Word Frequency Counter

Problem Statement

Write a Java program that uses a hash table to count the frequency of words in a given text. The hash table should use words (case-insensitive) as keys and their frequency counts as values. The program should process the input text by splitting it into words, ignoring punctuation, and print the word-frequency pairs in a readable format. Test the implementation with different text inputs, including empty text, single-word text, and text with repeated words. You can visualize this as analyzing a book page to count how often each word appears, storing the results in a dictionary-like structure for quick lookup.

Input:

A string of text containing words separated by spaces, punctuation, or other delimiters. Output: A string representation of the hash table’s word-frequency pairs, or "Empty" if no words are present. Constraints:
The text length is between 0 and 10^5 characters.
Words are sequences of alphabetic characters (a-z, A-Z).
Punctuation and non-alphabetic characters are ignored.
Words are case-insensitive (e.g., "The" and "the" are the same). Example:
Input: Text = "The quick brown fox, the quick!"
Output: "the: 2, quick: 2, brown: 1, fox: 1"
Explanation: Words are counted case-insensitively, ignoring punctuation.
Input: Text = ""
Output: "Empty"
Explanation: No words in empty text.
Input: Text = "hello Hello HELLO"
Output: "hello: 3"
Explanation: Case-insensitive, all "hello" variants count as one word.

Pseudocode

FUNCTION countWordFrequencies(text)
    CREATE hashTable as new HashMap
    IF text is empty THEN
        RETURN "Empty"
    ENDIF
    SET words to split text by non-alphabetic characters
    FOR each word in words
        IF word is not empty THEN
            SET word to lowercase(word)
            IF hashTable contains word THEN
                INCREMENT hashTable[word] by 1
            ELSE
                SET hashTable[word] to 1
            ENDIF
        ENDIF
    ENDFOR
    IF hashTable is empty THEN
        RETURN "Empty"
    ENDIF
    CREATE result as new StringBuilder
    FOR each entry in hashTable
        APPEND entry.key and ":" and entry.value to result
        IF not last entry THEN
            APPEND ", " to result
        ENDIF
    ENDFOR
    RETURN result as string
ENDFUNCTION

FUNCTION main()
    SET testCases to array of text inputs
    FOR each testCase in testCases
        PRINT test case details
        CALL countWordFrequencies(testCase.text)

+--

*Set exercise a*: Swap "Explanation" for "Rationale" in the word frequency counter problem, then write out the part between "Explanation: Words are" and "as one word.", inclusive.

[Extracted data entries]

+--

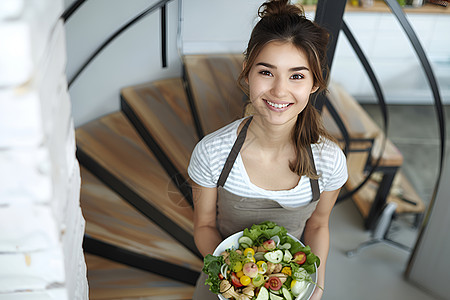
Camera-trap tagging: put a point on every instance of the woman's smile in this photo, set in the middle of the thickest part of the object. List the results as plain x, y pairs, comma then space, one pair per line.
280, 83
277, 106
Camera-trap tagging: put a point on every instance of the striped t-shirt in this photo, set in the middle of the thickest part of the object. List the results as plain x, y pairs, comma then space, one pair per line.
210, 154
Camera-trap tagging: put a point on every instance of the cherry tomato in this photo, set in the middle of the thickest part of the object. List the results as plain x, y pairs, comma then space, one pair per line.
235, 280
274, 283
300, 257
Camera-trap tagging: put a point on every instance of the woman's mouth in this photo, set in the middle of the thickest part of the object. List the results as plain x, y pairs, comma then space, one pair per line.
277, 106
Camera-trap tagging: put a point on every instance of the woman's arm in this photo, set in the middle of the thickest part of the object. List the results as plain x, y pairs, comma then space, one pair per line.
317, 234
206, 235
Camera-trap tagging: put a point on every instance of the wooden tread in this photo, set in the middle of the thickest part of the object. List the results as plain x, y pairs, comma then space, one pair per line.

+--

*Set exercise b*: Print the extracted data entries above line for line, leaving out the pictures.

*Worked answer a*:
Rationale: Words are counted case-insensitively, ignoring punctuation.
Input: Text = ""
Output: "Empty"
Rationale: No words in empty text.
Input: Text = "hello Hello HELLO"
Output: "hello: 3"
Rationale: Case-insensitive, all "hello" variants count as one word.

*Worked answer b*:
Camera-trap tagging: put a point on every instance of the woman's smile in this photo, set in the middle of the thickest part of the object. List the results as plain x, y pairs, comma then space, one pair per line.
280, 83
277, 106
Camera-trap tagging: put a point on every instance of the striped t-shirt in this photo, set in the middle of the thickest part of the object. List the results as plain x, y pairs, comma then space, one pair per line.
210, 154
Camera-trap tagging: put a point on every instance of the cherry tomato in this photo, set in the middle of the thickest part of the object. List the results as plain x, y pairs, comma then space, one pair per line.
235, 280
274, 283
300, 257
Camera-trap tagging: put a point on every instance of the woman's mouth in this photo, set in the middle of the thickest part of the object. List the results as plain x, y pairs, comma then space, one pair per line.
277, 106
Camera-trap tagging: put a point on every instance of the woman's arm in this photo, set in the middle of the thickest part of the object. List the results as plain x, y pairs, comma then space, one pair per line.
317, 234
206, 235
Camera-trap tagging: put a point on every instance of the wooden tread in this photo, set in the middle of the thickest part of the object. List the results as plain x, y pairs, comma then space, one pair per line.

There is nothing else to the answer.